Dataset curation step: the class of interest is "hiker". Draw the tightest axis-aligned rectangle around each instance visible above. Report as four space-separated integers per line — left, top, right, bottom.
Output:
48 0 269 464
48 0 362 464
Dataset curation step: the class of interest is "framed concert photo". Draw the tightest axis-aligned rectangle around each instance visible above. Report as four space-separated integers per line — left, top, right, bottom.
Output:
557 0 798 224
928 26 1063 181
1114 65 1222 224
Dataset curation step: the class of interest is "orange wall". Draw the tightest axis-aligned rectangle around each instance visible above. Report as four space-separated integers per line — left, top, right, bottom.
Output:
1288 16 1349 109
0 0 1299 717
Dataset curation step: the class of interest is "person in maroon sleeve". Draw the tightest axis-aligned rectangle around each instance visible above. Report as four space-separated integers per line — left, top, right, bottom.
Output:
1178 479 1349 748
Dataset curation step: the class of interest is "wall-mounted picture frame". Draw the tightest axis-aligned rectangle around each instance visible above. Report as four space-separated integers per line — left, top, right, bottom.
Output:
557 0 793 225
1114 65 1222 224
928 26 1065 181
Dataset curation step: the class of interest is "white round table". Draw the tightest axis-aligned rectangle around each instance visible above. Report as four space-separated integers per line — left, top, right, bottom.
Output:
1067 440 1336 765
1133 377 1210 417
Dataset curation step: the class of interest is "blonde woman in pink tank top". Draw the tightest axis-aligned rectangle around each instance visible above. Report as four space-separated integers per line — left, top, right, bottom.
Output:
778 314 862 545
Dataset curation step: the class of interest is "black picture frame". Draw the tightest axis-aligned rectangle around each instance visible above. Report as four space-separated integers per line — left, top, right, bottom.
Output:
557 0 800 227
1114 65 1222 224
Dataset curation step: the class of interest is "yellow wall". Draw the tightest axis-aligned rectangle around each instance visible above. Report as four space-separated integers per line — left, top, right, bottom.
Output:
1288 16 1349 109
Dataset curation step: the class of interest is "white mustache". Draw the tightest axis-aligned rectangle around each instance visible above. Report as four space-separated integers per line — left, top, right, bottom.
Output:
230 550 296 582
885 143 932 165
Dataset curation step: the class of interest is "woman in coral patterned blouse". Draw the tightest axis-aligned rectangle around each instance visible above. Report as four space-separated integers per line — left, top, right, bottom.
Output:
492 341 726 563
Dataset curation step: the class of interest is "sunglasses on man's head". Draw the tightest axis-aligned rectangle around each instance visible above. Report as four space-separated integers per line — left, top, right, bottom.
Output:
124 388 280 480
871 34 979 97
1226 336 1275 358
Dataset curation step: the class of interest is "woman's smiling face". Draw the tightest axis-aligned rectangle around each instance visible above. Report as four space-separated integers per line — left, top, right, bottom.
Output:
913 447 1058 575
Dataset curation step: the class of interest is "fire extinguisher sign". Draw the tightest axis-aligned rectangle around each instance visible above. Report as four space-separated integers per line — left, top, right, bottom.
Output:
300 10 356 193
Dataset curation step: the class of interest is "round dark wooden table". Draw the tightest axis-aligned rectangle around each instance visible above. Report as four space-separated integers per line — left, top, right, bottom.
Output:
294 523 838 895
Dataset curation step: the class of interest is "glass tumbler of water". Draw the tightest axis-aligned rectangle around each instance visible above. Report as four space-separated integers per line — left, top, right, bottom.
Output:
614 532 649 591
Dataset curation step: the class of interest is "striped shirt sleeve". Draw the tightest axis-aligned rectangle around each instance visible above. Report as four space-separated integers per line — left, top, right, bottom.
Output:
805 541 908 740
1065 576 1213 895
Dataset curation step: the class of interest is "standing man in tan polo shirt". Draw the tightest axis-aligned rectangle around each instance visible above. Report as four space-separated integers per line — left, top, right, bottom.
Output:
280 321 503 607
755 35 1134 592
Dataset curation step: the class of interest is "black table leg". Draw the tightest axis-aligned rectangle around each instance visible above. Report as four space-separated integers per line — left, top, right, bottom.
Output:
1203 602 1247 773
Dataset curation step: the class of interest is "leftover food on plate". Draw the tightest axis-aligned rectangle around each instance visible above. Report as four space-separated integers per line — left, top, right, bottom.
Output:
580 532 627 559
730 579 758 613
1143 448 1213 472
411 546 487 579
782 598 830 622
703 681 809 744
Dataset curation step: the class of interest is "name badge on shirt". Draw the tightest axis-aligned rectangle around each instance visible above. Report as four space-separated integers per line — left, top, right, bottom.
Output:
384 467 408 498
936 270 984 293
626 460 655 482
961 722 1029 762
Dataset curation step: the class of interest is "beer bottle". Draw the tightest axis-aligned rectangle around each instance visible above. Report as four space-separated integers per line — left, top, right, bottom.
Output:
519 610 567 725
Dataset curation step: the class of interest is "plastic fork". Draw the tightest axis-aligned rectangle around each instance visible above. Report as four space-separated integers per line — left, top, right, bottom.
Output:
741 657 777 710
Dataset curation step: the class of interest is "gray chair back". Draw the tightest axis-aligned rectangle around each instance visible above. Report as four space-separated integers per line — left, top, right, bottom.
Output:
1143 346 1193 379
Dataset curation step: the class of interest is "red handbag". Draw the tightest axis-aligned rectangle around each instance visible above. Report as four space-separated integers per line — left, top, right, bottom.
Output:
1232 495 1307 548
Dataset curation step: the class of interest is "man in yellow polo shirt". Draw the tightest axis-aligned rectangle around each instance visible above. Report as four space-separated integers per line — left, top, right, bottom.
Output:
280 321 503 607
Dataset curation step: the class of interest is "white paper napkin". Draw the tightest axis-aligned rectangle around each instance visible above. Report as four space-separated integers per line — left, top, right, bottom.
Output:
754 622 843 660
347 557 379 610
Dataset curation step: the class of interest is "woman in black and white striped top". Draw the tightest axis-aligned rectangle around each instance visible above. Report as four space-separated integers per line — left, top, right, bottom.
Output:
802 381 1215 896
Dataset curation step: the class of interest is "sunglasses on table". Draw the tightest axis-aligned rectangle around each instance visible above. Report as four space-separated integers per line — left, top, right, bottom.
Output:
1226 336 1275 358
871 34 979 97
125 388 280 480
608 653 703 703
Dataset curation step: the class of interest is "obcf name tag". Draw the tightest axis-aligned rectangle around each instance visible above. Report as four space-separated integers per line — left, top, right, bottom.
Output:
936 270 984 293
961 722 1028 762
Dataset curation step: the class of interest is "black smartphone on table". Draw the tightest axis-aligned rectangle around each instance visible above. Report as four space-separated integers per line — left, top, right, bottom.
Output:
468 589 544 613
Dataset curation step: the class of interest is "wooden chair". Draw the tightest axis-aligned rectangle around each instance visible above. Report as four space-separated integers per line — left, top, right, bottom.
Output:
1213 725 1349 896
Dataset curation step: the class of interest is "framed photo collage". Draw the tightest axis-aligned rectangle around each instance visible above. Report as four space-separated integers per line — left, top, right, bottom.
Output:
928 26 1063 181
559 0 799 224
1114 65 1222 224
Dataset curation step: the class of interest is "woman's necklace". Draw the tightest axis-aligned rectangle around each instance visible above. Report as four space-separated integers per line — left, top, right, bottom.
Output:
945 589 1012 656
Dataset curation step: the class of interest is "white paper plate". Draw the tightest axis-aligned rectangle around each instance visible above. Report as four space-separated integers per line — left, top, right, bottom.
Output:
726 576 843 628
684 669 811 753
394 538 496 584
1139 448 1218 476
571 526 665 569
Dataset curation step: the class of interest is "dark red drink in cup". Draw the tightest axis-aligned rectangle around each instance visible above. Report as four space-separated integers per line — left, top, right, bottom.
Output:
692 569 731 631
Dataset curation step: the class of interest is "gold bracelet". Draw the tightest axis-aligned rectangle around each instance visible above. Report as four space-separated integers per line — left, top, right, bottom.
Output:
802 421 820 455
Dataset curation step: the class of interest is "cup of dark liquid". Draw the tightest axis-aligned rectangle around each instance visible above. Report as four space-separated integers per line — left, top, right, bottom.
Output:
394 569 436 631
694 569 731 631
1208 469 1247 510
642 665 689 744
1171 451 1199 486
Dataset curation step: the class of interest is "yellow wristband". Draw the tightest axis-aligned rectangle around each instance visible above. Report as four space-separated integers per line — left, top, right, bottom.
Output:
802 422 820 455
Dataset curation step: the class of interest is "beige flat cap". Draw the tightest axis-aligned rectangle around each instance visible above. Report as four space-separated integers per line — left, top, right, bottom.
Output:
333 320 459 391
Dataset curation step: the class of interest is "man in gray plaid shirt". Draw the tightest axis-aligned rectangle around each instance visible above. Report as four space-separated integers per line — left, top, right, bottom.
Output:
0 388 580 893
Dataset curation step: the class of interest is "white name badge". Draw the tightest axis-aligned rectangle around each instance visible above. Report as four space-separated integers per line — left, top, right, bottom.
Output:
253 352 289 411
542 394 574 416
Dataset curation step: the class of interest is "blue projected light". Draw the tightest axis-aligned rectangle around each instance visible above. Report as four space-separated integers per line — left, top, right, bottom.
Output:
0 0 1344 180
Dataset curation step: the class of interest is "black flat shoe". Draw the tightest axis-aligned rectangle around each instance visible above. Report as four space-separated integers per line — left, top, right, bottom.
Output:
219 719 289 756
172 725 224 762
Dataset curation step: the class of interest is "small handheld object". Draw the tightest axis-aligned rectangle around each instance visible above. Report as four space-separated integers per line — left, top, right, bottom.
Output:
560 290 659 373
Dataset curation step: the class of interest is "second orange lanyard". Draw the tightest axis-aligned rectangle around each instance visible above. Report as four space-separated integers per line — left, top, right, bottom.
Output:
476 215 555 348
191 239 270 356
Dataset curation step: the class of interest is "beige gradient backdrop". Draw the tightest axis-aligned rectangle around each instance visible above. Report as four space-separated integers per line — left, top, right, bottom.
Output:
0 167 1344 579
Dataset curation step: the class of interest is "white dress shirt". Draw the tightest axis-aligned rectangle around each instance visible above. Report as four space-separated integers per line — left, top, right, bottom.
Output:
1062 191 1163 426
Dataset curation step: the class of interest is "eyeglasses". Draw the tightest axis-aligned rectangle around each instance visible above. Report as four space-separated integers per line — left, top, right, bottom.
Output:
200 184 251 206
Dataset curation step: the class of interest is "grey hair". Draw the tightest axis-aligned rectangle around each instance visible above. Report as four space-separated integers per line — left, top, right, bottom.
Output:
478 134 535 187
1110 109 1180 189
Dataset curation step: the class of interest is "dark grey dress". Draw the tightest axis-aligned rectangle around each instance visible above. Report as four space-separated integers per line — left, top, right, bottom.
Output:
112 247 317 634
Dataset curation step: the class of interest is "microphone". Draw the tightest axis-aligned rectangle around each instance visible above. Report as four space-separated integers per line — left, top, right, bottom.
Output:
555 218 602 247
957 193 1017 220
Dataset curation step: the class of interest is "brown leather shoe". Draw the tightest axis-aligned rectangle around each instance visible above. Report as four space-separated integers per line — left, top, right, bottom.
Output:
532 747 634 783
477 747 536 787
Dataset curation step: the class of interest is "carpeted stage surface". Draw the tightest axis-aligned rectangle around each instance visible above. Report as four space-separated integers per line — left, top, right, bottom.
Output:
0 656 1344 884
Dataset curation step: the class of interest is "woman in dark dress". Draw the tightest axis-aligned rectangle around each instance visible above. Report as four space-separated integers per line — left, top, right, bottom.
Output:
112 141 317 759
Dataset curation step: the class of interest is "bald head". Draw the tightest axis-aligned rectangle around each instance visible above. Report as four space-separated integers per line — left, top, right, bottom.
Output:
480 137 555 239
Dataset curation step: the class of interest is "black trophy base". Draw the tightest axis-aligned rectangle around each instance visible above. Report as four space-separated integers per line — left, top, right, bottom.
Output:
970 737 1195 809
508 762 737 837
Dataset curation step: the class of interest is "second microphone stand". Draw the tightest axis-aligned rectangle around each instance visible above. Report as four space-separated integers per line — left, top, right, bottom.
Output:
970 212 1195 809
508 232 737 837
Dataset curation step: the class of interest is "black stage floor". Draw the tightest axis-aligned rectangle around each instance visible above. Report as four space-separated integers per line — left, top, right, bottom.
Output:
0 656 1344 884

Set task: Render the data, from its first line through the line that contains "0 0 1299 717" (both included), as a JSON list of strings with one string per line. Leave out any blank lines.

Task solution:
[
  "Dataset curation step: the class of interest is \"hiker\". Draw the tightest axis-aligned rectangle around each instance visible above. Report as four space-separated integers per line — left, top, right, bottom.",
  "Output:",
  "48 0 269 464",
  "48 0 362 464",
  "Dataset curation step: the class of interest is \"framed concert photo\". Draw the tightest axis-aligned rectangle around each instance visible above. Report as four space-separated integers per line — left, top, right, bottom.",
  "Output:",
  "557 0 798 224",
  "928 26 1063 181",
  "1114 65 1222 224",
  "Dataset curation step: the class of interest is \"orange wall\". Draw the tightest axis-aligned rectangle around each instance visible above. Report as four space-separated integers per line — left, top, right, bottom.",
  "Output:",
  "1288 16 1349 109",
  "0 0 1299 717"
]